Permintaan Kerja 1
Salin kata demi kata bagian editorial tentang bantuan sosial di bawah, yaitu rentang dari "Administrator | Editorial" sampai dengan "oleh kelompok miskin.".
Permintaan Kerja 2
Tuliskan lanjutan editorial tentang bantuan sosial di bawah, dimulai tepat setelah kalimat terakhir yang ditampilkan.

Kutipan untuk Dibaca
________

-- 
j.gedearka <j.gedea...@upcmail.nl>


https://mediaindonesia.com/editorials/detail_editorials/2099-bantuan-sosial-berkeadilan



Rabu 26 Agustus 2020, 05:00 WIB 

Bantuan Sosial Berkeadilan 

Administrator | Editorial 

  PANDEMI virus korona yang hingga sekarang belum jelas ujungnya tak ayal 
telah memukul perekonomian masyarakat. Jutaan rumah tangga paling tidak 
mengalami pengurangan pendapatan, sebagian bahkan benarbenar kehilangan seluruh 
penghasilan. Benturan paling keras tentunya dirasakan oleh kelompok miskin.

________

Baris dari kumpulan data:
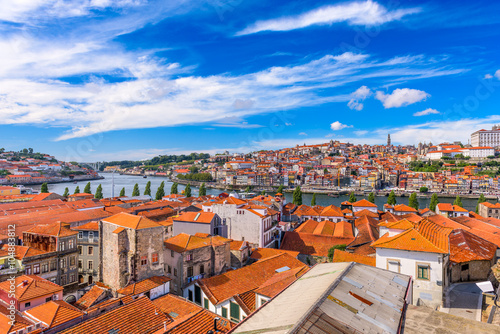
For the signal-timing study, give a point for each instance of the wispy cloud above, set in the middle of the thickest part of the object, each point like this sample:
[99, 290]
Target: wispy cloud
[360, 13]
[425, 112]
[335, 126]
[357, 97]
[401, 97]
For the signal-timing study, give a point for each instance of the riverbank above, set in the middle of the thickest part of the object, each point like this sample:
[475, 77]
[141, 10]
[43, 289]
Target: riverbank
[53, 181]
[329, 192]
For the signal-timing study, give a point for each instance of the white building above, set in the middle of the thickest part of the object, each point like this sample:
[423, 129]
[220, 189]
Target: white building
[422, 254]
[486, 137]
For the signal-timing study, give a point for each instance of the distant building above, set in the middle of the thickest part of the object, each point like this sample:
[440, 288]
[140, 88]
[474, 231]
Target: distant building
[192, 257]
[486, 137]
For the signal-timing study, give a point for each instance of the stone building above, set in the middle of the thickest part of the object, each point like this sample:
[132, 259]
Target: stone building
[131, 249]
[191, 257]
[56, 238]
[489, 210]
[88, 251]
[199, 222]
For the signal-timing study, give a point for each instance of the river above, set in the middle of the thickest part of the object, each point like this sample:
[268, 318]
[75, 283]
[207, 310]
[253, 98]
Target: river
[128, 182]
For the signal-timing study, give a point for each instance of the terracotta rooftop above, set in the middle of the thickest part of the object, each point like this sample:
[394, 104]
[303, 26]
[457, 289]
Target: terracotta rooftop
[465, 247]
[185, 242]
[58, 229]
[341, 256]
[144, 285]
[197, 217]
[54, 313]
[264, 253]
[131, 221]
[31, 287]
[222, 287]
[139, 316]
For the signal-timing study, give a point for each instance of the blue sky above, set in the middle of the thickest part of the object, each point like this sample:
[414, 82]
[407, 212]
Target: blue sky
[130, 79]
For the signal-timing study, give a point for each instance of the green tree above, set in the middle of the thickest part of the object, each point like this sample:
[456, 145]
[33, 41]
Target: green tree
[391, 200]
[187, 190]
[203, 190]
[98, 192]
[87, 189]
[413, 201]
[136, 191]
[161, 191]
[331, 251]
[458, 201]
[297, 196]
[480, 200]
[434, 202]
[174, 189]
[147, 191]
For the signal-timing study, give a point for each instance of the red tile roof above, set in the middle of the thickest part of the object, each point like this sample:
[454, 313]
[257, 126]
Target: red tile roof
[55, 313]
[139, 316]
[465, 247]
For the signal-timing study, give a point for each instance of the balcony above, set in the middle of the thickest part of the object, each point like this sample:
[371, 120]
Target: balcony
[194, 278]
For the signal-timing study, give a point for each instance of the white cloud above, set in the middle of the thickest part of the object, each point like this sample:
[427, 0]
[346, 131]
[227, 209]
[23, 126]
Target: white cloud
[401, 97]
[359, 13]
[425, 112]
[360, 132]
[335, 126]
[356, 97]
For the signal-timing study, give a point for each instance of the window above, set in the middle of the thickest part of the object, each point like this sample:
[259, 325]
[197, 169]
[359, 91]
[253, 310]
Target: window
[234, 312]
[423, 271]
[53, 265]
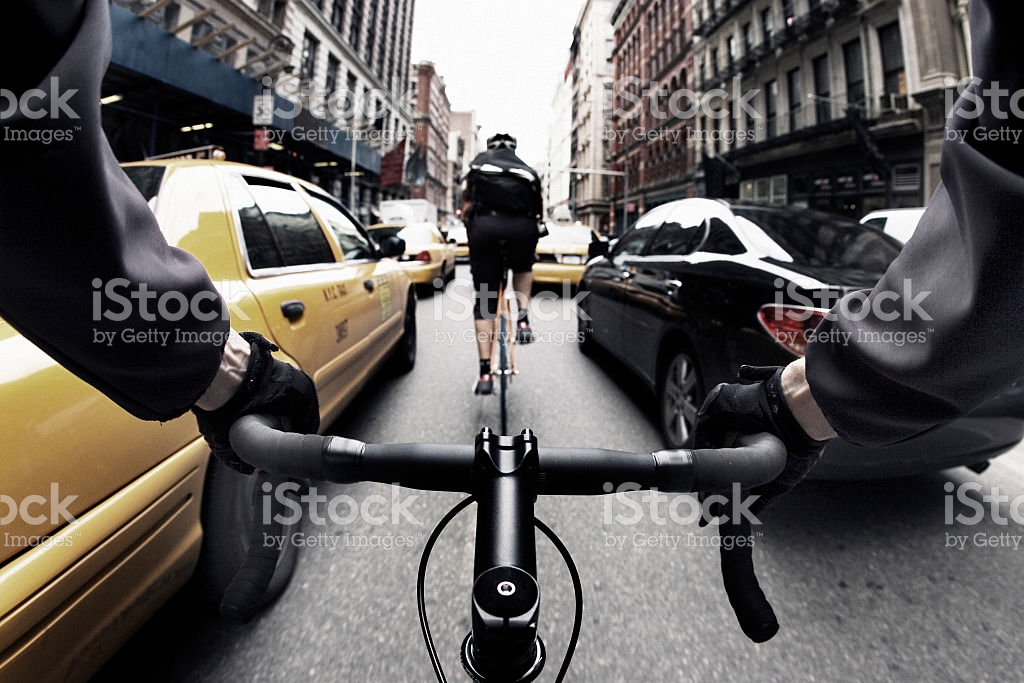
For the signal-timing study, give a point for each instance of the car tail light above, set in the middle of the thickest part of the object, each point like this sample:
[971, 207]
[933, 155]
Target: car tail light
[791, 327]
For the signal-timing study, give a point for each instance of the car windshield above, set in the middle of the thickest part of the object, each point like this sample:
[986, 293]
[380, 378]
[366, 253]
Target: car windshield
[145, 178]
[571, 235]
[822, 241]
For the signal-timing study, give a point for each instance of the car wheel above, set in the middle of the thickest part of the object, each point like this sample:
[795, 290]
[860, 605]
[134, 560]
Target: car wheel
[585, 329]
[229, 500]
[404, 353]
[679, 399]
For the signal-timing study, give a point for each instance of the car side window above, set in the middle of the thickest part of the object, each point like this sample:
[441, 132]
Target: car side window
[353, 245]
[721, 240]
[278, 225]
[676, 240]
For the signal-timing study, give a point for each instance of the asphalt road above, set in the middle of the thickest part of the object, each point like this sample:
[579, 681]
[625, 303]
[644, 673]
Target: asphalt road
[868, 580]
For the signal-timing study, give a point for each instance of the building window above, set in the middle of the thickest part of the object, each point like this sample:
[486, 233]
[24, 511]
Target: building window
[854, 66]
[893, 75]
[767, 25]
[371, 33]
[331, 80]
[822, 89]
[794, 92]
[309, 48]
[273, 10]
[338, 14]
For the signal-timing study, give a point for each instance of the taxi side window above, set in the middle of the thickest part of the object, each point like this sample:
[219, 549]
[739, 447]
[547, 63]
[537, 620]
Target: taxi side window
[278, 225]
[353, 245]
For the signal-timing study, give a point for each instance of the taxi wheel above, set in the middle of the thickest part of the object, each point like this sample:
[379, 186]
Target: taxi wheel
[229, 500]
[679, 397]
[404, 352]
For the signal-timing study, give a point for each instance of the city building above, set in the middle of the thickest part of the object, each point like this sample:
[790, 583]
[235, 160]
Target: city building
[592, 75]
[651, 145]
[429, 170]
[845, 99]
[838, 104]
[464, 144]
[271, 82]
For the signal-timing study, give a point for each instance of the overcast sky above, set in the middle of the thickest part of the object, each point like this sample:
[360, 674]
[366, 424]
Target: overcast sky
[502, 58]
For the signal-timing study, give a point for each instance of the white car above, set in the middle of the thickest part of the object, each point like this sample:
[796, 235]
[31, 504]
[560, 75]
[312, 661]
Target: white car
[898, 223]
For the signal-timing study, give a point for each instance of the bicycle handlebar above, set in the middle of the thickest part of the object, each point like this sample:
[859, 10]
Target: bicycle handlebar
[505, 475]
[563, 471]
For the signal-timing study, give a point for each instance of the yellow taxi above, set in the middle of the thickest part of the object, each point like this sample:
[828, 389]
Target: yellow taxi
[461, 237]
[102, 516]
[429, 258]
[562, 253]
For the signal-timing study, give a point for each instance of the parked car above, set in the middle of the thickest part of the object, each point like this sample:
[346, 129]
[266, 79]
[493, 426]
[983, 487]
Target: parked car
[461, 237]
[898, 223]
[562, 253]
[698, 287]
[132, 510]
[429, 258]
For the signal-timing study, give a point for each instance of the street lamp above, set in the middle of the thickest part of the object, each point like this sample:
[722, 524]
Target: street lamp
[600, 171]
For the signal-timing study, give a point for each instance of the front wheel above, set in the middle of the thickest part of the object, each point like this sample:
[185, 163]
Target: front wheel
[403, 358]
[680, 396]
[229, 500]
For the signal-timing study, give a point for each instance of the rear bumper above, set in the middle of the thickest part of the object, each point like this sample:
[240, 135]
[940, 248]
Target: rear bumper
[990, 431]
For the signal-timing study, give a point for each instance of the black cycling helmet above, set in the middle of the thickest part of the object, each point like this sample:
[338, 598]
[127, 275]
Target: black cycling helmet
[502, 140]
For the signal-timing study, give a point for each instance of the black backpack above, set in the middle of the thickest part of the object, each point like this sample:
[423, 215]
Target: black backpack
[500, 181]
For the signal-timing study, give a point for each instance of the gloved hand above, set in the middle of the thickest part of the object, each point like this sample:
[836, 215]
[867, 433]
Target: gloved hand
[269, 387]
[758, 407]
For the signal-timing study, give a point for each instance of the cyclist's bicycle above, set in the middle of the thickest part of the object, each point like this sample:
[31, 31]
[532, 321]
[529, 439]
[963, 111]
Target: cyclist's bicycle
[505, 342]
[504, 475]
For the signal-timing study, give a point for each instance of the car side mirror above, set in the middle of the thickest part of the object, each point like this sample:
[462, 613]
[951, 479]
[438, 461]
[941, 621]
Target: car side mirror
[392, 246]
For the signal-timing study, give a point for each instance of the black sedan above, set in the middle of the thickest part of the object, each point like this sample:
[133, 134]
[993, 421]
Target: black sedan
[698, 287]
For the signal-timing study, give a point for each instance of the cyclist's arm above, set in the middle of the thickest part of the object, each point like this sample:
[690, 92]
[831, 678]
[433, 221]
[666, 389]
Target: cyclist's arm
[958, 280]
[71, 223]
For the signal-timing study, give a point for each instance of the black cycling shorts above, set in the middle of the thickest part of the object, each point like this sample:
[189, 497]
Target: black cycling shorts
[485, 236]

________

Jawaban Akhir 1
Administrator | Editorial 

  PANDEMI virus korona yang hingga sekarang belum jelas ujungnya tak ayal 
telah memukul perekonomian masyarakat. Jutaan rumah tangga paling tidak 
mengalami pengurangan pendapatan, sebagian bahkan benarbenar kehilangan seluruh 
penghasilan. Benturan paling keras tentunya dirasakan oleh kelompok miskin.

Jawaban Akhir 2
Maka, tepat bila untuk merekalah pemerintah menggelontorkan bantuan sosial 
pertama kalinya. Kini bantuan diperluas ke kelompok pekerja swasta 
berpenghasilan rendah, yakni di bawah Rp5 juta per bulan. Bahkan, belakangan 
bantuan langsung tunai yang disebut subsidi upah itu diputuskan mencakup para 
guru honorer. Keputusan yang patut kita apreasiasi karena menunjukkan kepekaan 
yang tinggi atas beban derita kelompok masyarakat yang nyaris luput dari 
perhatian. Anggaran sebanyak Rp37,87 triliun untuk 15,7 juta penerima telah 
siap. Tiap penerima akan mendapat subsidi upah yang dikirim langsung ke 
rekening mereka. Besarannya Rp600 ribu per bulan dan bakal diberikan pemerintah 
selama empat bulan. Hanya, demi ketepatan sasaran, pemerintah terpaksa menunda 
penyaluran bantuan yang sedianya dilakukan kemarin. Penyebabnya, validasi data 
penerima belum rampung. Pemerintah menjanjikan pencairan teralisasi pada pekan 
ini. Kehati-hatian pemerintah sedikit banyak dapat dimaklumi, mengingat karut 
marut ketika menyalurkan bansos bagi kelompok miskin. Meski begitu, hal itu 
sekaligus mengingatkan betapa krusialnya tertib pendataan sosial ekonomi 
masyarakat. Data yang amburadul membuat eksekusi kebijakan ikut kacau balau.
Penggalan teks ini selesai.